• WHAT YOU ARE ASKED TO DO
Type out each entry exactly as it appears, but keep every image out.

Items listed in a dataset

____

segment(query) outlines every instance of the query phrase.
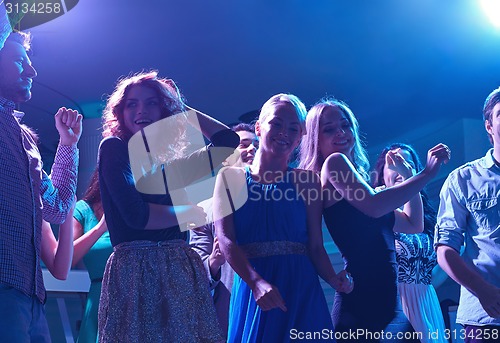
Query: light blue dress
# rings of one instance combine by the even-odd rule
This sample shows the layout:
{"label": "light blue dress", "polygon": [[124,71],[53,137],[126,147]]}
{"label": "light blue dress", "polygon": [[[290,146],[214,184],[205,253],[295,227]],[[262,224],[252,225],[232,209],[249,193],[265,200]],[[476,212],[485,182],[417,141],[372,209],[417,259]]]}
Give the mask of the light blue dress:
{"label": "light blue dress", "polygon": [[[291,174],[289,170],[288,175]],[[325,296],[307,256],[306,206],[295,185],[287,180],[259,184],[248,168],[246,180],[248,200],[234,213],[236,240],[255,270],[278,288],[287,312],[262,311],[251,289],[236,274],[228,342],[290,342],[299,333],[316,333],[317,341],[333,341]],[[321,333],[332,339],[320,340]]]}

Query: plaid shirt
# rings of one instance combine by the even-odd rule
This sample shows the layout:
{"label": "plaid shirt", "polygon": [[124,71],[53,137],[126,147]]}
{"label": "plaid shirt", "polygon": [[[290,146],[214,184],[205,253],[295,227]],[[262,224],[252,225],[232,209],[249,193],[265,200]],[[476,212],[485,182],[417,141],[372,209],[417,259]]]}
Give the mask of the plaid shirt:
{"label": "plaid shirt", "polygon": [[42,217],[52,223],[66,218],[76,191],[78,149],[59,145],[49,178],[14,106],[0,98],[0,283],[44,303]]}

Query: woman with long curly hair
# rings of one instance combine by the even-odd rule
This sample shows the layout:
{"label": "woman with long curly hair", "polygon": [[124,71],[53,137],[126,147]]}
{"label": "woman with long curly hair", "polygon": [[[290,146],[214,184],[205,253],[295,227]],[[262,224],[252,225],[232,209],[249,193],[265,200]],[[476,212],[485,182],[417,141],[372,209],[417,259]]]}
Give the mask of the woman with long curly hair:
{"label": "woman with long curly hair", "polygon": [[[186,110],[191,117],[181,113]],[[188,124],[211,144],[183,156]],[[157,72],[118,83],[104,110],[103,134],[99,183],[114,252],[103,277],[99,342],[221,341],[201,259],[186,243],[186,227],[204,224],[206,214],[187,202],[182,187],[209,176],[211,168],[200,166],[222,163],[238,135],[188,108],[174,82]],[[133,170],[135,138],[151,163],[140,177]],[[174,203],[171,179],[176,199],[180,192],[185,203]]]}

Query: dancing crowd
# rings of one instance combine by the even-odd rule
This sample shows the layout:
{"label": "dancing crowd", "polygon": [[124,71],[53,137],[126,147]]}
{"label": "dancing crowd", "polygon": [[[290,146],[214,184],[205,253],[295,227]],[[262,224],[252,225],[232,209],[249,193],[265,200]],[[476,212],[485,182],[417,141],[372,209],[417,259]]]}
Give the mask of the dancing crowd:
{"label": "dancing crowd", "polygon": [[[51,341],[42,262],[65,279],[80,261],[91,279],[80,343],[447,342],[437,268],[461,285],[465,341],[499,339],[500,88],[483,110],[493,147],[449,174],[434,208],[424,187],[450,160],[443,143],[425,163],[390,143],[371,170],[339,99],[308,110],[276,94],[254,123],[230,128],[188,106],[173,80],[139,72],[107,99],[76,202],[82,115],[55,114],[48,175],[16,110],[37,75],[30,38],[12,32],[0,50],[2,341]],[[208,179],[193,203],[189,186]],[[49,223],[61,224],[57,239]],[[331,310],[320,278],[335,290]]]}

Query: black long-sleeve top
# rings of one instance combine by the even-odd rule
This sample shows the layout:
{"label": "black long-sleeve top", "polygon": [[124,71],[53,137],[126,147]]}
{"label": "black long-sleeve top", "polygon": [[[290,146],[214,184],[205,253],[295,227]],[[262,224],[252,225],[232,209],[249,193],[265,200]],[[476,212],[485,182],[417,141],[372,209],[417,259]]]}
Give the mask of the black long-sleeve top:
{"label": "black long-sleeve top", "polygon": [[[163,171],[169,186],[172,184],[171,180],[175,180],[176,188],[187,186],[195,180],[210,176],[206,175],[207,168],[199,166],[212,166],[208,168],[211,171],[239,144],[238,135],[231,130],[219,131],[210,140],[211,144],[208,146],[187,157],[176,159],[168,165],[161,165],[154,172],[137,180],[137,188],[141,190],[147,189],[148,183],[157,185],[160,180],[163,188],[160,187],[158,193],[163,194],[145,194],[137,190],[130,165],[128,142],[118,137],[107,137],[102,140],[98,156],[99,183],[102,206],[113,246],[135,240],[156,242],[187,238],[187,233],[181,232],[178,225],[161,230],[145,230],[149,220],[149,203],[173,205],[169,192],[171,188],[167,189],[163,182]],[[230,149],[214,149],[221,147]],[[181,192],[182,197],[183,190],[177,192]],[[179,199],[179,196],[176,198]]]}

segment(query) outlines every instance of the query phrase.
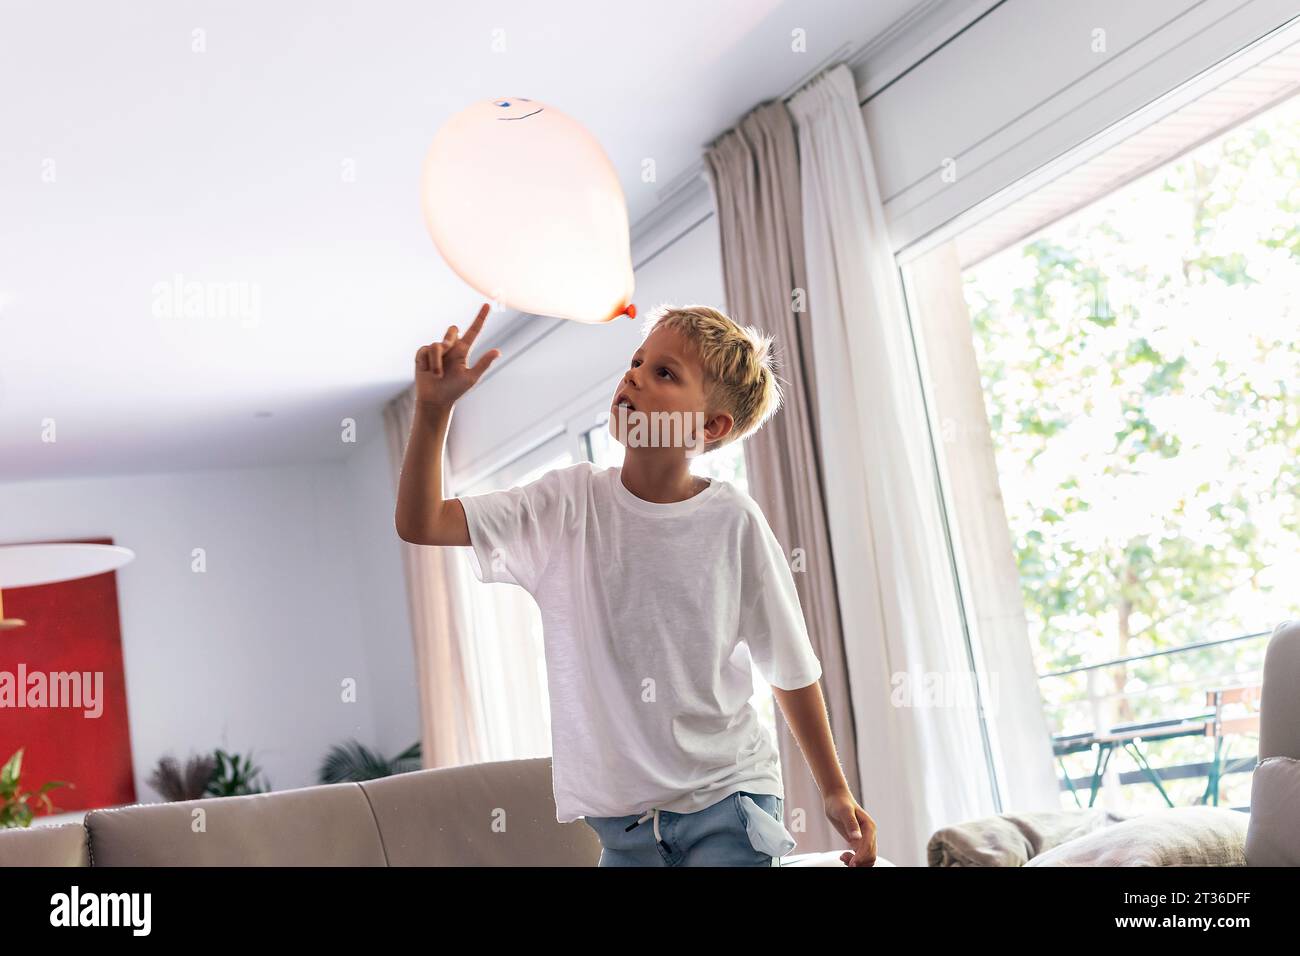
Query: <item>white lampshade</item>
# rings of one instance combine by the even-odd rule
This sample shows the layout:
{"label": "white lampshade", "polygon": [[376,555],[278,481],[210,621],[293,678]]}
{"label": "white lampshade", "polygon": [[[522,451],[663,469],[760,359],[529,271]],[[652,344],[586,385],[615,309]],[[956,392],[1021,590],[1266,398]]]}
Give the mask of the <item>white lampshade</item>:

____

• WRITTEN ANSWER
segment(query) outlines every instance of the query phrase.
Query: light blue dress
# rings of one instance combine by the even-odd rule
This sample shows the layout:
{"label": "light blue dress", "polygon": [[124,71],[53,137],[126,147]]}
{"label": "light blue dress", "polygon": [[[290,146],[214,184],[205,253],[295,227]],[[262,224],[252,225],[232,209],[249,193],[265,200]],[[476,212],[485,182],[417,141],[372,209],[417,259]]]}
Give the mask of the light blue dress:
{"label": "light blue dress", "polygon": [[[291,174],[289,170],[288,175]],[[325,296],[307,256],[306,206],[295,185],[287,180],[259,184],[248,168],[246,180],[248,200],[234,213],[236,240],[255,270],[278,288],[287,312],[262,311],[251,289],[236,274],[228,342],[290,342],[299,333],[316,333],[317,341],[333,341]],[[321,333],[332,339],[320,340]]]}

Query: plaid shirt
# rings of one instance combine by the even-odd rule
This sample shows the layout:
{"label": "plaid shirt", "polygon": [[124,71],[53,137],[126,147]]}
{"label": "plaid shirt", "polygon": [[[290,146],[214,184],[205,253],[295,227]],[[262,224],[252,225],[232,209],[249,193],[265,200]],[[476,212],[485,182],[417,141],[372,209],[417,259]]]}
Give the mask of the plaid shirt:
{"label": "plaid shirt", "polygon": [[42,217],[52,223],[66,218],[76,191],[78,149],[59,145],[49,178],[14,106],[0,98],[0,283],[44,303]]}

Query: woman with long curly hair
# rings of one instance combine by the even-odd rule
This sample shows the layout:
{"label": "woman with long curly hair", "polygon": [[124,71],[53,137],[126,147]]}
{"label": "woman with long curly hair", "polygon": [[[290,146],[214,184],[205,253],[295,227]],[[262,224],[252,225],[232,209],[249,193],[265,200]],[[476,212],[485,182],[417,141],[372,209],[417,259]]]}
Give the mask of the woman with long curly hair:
{"label": "woman with long curly hair", "polygon": [[[186,110],[191,117],[181,113]],[[188,124],[211,144],[183,156]],[[157,72],[118,83],[104,110],[103,134],[99,183],[114,252],[103,277],[99,342],[221,341],[201,259],[186,243],[186,227],[204,224],[206,214],[187,202],[182,187],[209,176],[211,168],[200,166],[222,163],[238,135],[188,108],[174,82]],[[133,170],[135,138],[151,163],[140,177]],[[174,203],[171,179],[176,199],[180,192],[185,203]]]}

Query: dancing crowd
# rings of one instance combine by the even-odd rule
This sample shows the layout:
{"label": "dancing crowd", "polygon": [[124,71],[53,137],[126,147]]}
{"label": "dancing crowd", "polygon": [[[290,146],[214,184],[205,253],[295,227]],[[262,224],[252,225],[232,209],[249,193],[265,200]],[[476,212],[485,182],[417,141],[372,209],[417,259]]]}
Give the mask of the dancing crowd:
{"label": "dancing crowd", "polygon": [[[51,341],[42,262],[65,279],[80,261],[91,279],[80,343],[447,342],[437,268],[461,285],[465,341],[499,339],[500,88],[483,110],[493,147],[449,174],[434,208],[424,187],[450,160],[443,143],[425,163],[390,143],[371,170],[339,99],[308,110],[276,94],[254,123],[230,128],[188,106],[173,80],[139,72],[107,99],[76,202],[82,115],[55,114],[48,175],[16,110],[37,75],[30,38],[12,32],[0,50],[2,341]],[[208,179],[193,203],[189,186]],[[49,223],[61,224],[57,239]],[[331,310],[320,278],[335,290]]]}

Query: black long-sleeve top
# rings of one instance combine by the even-odd rule
This sample shows the layout:
{"label": "black long-sleeve top", "polygon": [[124,71],[53,137],[126,147]]}
{"label": "black long-sleeve top", "polygon": [[[290,146],[214,184],[205,253],[295,227]],[[262,224],[252,225],[232,209],[249,193],[265,200]],[[476,212],[485,182],[417,141],[372,209],[417,259]]]}
Give the mask of the black long-sleeve top:
{"label": "black long-sleeve top", "polygon": [[[163,171],[169,186],[172,184],[171,180],[175,180],[176,188],[187,186],[195,180],[210,176],[206,175],[207,168],[199,166],[212,166],[208,168],[211,171],[239,144],[238,135],[231,130],[219,131],[210,140],[211,144],[208,146],[187,157],[176,159],[168,165],[161,165],[154,172],[137,180],[137,188],[141,190],[147,189],[148,183],[157,185],[160,180],[163,188],[160,187],[158,193],[163,194],[145,194],[137,190],[130,165],[128,142],[118,137],[107,137],[102,140],[98,156],[99,183],[102,206],[113,246],[135,240],[156,242],[187,238],[187,233],[181,232],[178,225],[161,230],[145,230],[149,220],[149,203],[173,205],[169,192],[171,188],[167,189],[163,182]],[[230,149],[214,149],[221,147]],[[181,192],[182,197],[183,190],[177,192]],[[179,199],[179,196],[176,198]]]}

segment(query) outlines every instance of the query phrase.
Query: <item>white lampshade</item>
# rings of one instance combine by the even-odd rule
This sample shows the layout:
{"label": "white lampshade", "polygon": [[376,555],[278,481],[210,621],[293,678]]}
{"label": "white lampshade", "polygon": [[[522,451],[663,469],[760,359],[529,271]],[[652,344],[586,385],[615,309]],[[956,392],[1021,590],[1266,398]]]}
Give the mask of the <item>white lampshade</item>:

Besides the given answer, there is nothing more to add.